======== PROVIDED RECORDS
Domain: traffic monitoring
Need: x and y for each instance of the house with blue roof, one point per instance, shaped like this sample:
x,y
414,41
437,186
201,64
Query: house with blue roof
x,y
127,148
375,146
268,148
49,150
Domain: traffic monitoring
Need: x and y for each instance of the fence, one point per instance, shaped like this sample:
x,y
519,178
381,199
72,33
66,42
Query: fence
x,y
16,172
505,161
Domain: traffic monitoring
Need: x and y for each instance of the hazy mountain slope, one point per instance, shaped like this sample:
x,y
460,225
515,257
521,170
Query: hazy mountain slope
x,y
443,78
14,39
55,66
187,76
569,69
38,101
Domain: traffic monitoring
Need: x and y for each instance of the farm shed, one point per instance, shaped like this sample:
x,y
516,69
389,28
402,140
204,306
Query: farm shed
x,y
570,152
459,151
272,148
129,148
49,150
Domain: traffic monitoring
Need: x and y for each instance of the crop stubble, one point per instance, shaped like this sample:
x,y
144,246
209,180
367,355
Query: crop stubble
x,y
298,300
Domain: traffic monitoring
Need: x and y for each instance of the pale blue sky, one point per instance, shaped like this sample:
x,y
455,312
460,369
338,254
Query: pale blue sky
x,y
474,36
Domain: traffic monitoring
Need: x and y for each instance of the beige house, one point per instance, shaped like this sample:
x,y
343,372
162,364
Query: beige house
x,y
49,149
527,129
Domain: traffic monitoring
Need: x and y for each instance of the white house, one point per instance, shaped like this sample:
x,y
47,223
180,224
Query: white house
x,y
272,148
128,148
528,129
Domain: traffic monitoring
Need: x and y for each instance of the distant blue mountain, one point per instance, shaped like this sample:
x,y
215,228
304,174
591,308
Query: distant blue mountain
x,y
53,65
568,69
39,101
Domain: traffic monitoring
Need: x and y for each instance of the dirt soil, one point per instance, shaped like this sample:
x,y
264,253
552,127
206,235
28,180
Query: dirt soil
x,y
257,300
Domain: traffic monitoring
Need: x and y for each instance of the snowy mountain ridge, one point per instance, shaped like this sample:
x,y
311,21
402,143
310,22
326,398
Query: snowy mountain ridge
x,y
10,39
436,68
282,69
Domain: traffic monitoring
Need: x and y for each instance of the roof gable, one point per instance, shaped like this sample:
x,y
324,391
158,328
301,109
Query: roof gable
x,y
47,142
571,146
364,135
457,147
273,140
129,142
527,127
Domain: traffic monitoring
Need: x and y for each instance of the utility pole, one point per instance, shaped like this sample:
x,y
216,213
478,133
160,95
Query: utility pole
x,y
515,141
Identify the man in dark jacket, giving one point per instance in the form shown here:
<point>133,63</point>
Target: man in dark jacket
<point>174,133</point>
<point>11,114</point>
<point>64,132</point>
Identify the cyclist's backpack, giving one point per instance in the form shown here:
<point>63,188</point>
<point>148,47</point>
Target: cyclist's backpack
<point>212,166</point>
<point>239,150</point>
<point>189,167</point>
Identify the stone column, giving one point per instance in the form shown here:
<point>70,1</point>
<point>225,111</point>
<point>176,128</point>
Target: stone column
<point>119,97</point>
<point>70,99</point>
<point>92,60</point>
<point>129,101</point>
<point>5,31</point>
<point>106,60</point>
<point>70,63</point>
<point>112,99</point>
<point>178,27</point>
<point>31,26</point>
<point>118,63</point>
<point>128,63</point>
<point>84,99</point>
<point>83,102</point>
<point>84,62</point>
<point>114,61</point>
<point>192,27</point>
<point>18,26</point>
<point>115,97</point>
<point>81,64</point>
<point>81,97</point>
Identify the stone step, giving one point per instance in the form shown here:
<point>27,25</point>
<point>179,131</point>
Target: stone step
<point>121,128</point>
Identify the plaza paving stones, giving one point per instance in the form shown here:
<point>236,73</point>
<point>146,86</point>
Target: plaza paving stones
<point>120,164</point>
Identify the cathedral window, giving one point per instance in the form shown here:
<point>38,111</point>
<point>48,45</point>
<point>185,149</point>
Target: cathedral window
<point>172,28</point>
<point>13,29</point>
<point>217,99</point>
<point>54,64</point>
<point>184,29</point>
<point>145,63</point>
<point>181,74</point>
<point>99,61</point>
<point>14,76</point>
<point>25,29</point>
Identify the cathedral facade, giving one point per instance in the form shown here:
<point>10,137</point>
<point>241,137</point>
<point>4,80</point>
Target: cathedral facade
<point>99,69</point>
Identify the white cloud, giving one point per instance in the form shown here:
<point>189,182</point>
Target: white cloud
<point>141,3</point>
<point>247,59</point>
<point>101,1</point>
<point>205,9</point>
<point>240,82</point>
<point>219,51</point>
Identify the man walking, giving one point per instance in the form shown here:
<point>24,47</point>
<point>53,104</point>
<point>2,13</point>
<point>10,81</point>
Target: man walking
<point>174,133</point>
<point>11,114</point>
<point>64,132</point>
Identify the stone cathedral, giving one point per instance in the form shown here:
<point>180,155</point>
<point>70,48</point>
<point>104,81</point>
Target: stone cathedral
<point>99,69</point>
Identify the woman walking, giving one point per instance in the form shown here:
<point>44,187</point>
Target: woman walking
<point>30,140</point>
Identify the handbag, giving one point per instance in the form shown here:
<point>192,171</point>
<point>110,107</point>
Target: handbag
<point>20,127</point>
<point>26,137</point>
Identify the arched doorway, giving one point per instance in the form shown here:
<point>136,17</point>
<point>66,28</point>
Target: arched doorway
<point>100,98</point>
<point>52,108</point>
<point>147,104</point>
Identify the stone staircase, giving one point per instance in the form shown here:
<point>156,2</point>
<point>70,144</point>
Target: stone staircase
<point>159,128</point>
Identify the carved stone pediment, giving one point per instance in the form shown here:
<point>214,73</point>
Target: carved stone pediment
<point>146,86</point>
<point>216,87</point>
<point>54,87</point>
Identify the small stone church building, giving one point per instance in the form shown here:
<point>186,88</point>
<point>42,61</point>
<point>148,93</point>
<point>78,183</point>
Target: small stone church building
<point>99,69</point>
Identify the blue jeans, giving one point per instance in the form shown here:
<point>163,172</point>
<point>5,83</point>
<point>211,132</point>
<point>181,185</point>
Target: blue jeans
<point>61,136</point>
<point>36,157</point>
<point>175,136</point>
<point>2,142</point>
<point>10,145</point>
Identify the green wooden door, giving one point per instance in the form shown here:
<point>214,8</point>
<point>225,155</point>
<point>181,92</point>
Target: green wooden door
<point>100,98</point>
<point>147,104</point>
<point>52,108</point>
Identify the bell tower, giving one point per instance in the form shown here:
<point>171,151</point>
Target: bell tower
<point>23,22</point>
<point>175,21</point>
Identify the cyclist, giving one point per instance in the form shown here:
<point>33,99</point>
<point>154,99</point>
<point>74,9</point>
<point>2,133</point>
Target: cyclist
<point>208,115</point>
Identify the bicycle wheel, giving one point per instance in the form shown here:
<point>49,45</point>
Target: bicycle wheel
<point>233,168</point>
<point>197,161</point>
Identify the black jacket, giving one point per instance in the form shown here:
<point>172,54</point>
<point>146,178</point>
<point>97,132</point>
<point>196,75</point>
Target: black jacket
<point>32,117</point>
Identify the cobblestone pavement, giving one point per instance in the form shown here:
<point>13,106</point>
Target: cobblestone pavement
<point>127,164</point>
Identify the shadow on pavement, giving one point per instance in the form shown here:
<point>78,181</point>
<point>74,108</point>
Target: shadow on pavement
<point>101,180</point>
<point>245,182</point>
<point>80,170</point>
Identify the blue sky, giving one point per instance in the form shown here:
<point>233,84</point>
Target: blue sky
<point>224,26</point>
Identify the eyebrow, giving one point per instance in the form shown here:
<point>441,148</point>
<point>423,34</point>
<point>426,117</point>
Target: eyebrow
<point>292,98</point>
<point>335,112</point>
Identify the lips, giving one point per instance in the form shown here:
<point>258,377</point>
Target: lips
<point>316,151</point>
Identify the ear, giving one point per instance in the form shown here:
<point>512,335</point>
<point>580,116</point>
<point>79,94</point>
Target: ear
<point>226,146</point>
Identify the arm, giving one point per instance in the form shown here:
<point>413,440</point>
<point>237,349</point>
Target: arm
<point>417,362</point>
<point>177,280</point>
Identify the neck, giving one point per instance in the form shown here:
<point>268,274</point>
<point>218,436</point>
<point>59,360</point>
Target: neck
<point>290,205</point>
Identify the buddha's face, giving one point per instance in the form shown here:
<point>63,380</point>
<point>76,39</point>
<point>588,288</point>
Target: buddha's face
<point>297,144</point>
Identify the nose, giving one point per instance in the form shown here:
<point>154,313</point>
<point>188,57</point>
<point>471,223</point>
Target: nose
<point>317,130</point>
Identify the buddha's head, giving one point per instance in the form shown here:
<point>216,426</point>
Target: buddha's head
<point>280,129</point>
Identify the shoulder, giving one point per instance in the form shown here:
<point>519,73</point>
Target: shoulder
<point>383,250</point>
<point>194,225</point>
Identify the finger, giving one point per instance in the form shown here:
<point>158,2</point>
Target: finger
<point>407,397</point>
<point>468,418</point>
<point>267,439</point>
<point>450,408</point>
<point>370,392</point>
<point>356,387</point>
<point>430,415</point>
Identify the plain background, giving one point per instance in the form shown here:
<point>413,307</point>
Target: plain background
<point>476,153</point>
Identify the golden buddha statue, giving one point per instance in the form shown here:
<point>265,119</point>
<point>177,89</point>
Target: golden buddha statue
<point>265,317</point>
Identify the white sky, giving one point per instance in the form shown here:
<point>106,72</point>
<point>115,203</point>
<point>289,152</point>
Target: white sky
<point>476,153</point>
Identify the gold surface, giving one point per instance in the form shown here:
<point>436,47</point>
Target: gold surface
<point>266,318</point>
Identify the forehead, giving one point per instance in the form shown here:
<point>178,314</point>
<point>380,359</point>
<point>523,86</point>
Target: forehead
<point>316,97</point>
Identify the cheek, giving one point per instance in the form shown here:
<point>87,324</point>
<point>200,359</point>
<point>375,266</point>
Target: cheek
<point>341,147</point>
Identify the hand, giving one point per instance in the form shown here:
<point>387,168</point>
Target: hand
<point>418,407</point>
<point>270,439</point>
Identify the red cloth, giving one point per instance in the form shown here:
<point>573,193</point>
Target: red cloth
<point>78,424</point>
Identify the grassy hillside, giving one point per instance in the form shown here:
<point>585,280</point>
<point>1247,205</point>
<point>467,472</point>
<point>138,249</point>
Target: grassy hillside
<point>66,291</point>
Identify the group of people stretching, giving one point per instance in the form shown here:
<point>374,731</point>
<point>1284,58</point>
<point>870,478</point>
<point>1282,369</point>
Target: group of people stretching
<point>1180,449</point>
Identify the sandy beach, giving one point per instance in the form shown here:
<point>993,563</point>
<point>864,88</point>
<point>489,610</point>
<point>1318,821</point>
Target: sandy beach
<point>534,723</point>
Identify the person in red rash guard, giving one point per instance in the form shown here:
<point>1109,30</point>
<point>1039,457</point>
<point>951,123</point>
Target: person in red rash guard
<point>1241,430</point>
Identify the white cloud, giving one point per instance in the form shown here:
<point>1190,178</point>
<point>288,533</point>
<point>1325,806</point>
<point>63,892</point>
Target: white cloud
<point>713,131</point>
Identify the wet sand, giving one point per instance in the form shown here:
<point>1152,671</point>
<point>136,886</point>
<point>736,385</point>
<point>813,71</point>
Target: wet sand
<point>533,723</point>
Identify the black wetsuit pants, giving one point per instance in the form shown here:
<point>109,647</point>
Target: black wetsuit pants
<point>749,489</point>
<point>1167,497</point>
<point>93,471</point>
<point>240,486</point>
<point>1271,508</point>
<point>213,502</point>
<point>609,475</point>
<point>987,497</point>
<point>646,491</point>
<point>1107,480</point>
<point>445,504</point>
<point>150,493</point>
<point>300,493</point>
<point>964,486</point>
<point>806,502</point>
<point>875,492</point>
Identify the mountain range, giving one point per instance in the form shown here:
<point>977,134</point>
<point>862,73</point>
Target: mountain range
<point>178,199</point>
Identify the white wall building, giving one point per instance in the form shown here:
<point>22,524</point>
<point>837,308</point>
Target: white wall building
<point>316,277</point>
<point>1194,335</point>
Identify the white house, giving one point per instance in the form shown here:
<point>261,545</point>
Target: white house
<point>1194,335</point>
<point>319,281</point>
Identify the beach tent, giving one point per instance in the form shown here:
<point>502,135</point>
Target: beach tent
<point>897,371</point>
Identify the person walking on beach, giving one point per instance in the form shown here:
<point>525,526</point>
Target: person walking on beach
================
- [TASK TO COMPLETE]
Could you reproduce exactly the lines of the entries above, from the one with "<point>97,132</point>" through the one with "<point>74,108</point>", and nothing else?

- [RESULT FOR THIS TASK]
<point>97,132</point>
<point>196,75</point>
Target: black jacket
<point>32,117</point>
Identify the cobblestone pavement, giving one point per instance in the form shown here:
<point>13,106</point>
Target: cobblestone pavement
<point>127,164</point>
Identify the shadow on pavement, giving one point per instance in the form shown here:
<point>78,181</point>
<point>74,108</point>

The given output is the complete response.